Fragmento seleccionado
No sé muy bien por qué cuento esto. Más
allá del lapsus de mi admirado poeta,
esa evidencia algo melancólica de que hasta las mentes más finas y entrenadas pueden
caer en las trampas del etiquetado, recuerdo bien la pregunta porque venía a
remachar mi propia inquietud al respecto. Era yo mismo el que, por mucho que
insistiera en que Perros en la playa
era un libro de poesía, sabía que no
era un libro de poemas, quiero decir, de poemas poemas, publicado en una colección al uso y presentado con una
lectura a juego. Era yo mismo el que, por mucho que insistiera –creo que con
razón y con razones– en que todo, prosa y verso, poemas y ensayos y fragmentos
y aforismos, formaba parte de un mismo proyecto de escritura, no podía evitar
contagiarme de las definiciones –forzosamente limitadoras– de los demás: lo
propio de un poeta era y es publicar libros de poemas, quiero decir, de poemas poemas. Y hacerlo de manera regular,
cumpliendo con las obligaciones de un imaginario plan quinquenal, y si es
posible con premio de por medio, que es algo que viste mucho.
Bueno, ese libro está aquí, por fin. Se titula No estábamos allí y ve la luz en la colección La Cruz del Sur de la
Editorial Pre-Textos gracias a la generosidad de sus responsables, Manuel Borrás,
Manuel Ramírez y Silvia Pratdesaba. Unos pocos poemas del libro han ido apareciendo
ocasionalmente en revistas y páginas web, así como en Nada se pierde. Poemas escogidos, la antología que publiqué el año pasado con las Prensas de la
Universidad de Zaragoza, pero sólo ahora aparecen en el marco que he creado
para ellos. Y ese marco, por cierto, incluye en cubierta un hermoso y sugerente
dibujo a tinta del pintor asturiano Melquiades Álvarez, con quien ya tuve el
privilegio de colaborar hace tiempo en su libro Caminos. El resultado es espectacular, al menos a mis ojos. Nunca
el aspecto material de un libro ha coincidido tan plenamente con la imagen
mental que tenía de él durante su preparación.

Datos proporcionados
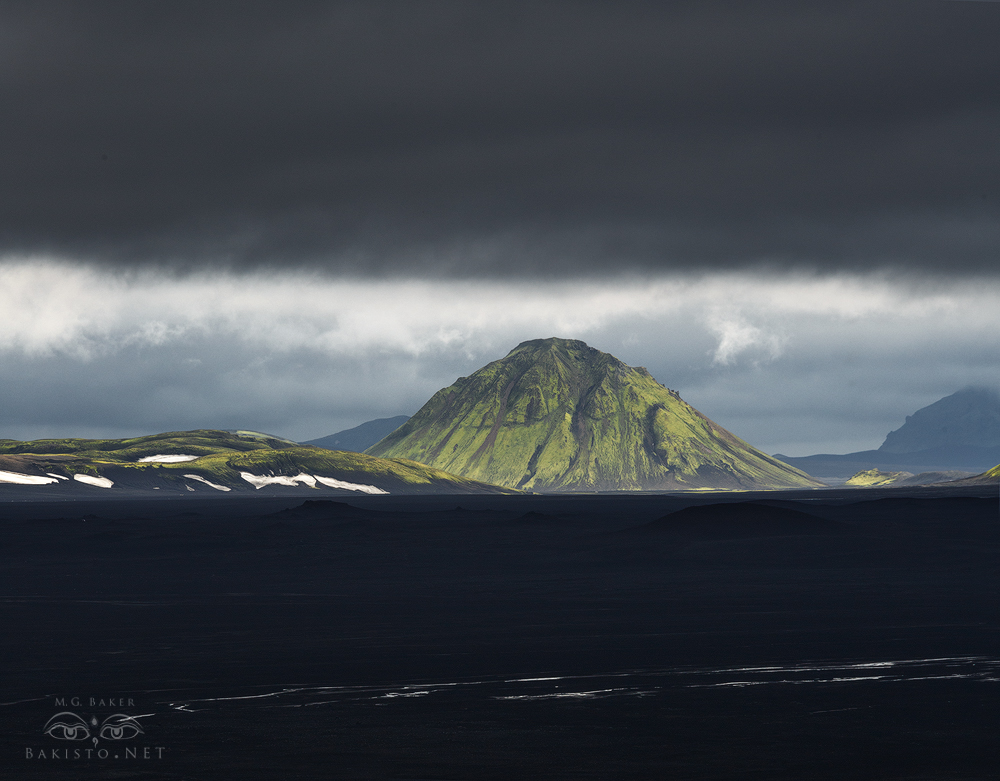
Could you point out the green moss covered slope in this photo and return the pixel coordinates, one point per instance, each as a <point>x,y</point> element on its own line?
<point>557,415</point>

Por hacer
- a) Responde con brevedad a estas preguntas sobre el fragmento:
(i) ¿Qué libro insistía el autor en que era un libro de poesía?
(ii) ¿En qué colección y editorial ve la luz No estábamos allí?
(iii) ¿Quién firma el dibujo de la cubierta?
- b) Indica si cada afirmación concuerda con el fragmento. Contesta sí o no y cita literalmente las palabras que lo deciden.
(i) La cubierta lleva una acuarela.
(ii) La antología Nada se pierde salió con las Prensas de la Universidad de Zaragoza.
(iii) Ningún poema del libro se había publicado antes.
Los datos no hacen falta para resolver ninguna tarea.

Soluciones
- a)
(i) Perros en la playa.
(ii) En la colección La Cruz del Sur de la Editorial Pre-Textos.
(iii) El pintor asturiano Melquiades Álvarez.

- b)
(i) No: «un hermoso y sugerente dibujo a tinta».
(ii) Sí: «la antología que publiqué el año pasado con las Prensas de la Universidad de Zaragoza».
(iii) No: «Unos pocos poemas del libro han ido apareciendo ocasionalmente en revistas y páginas web».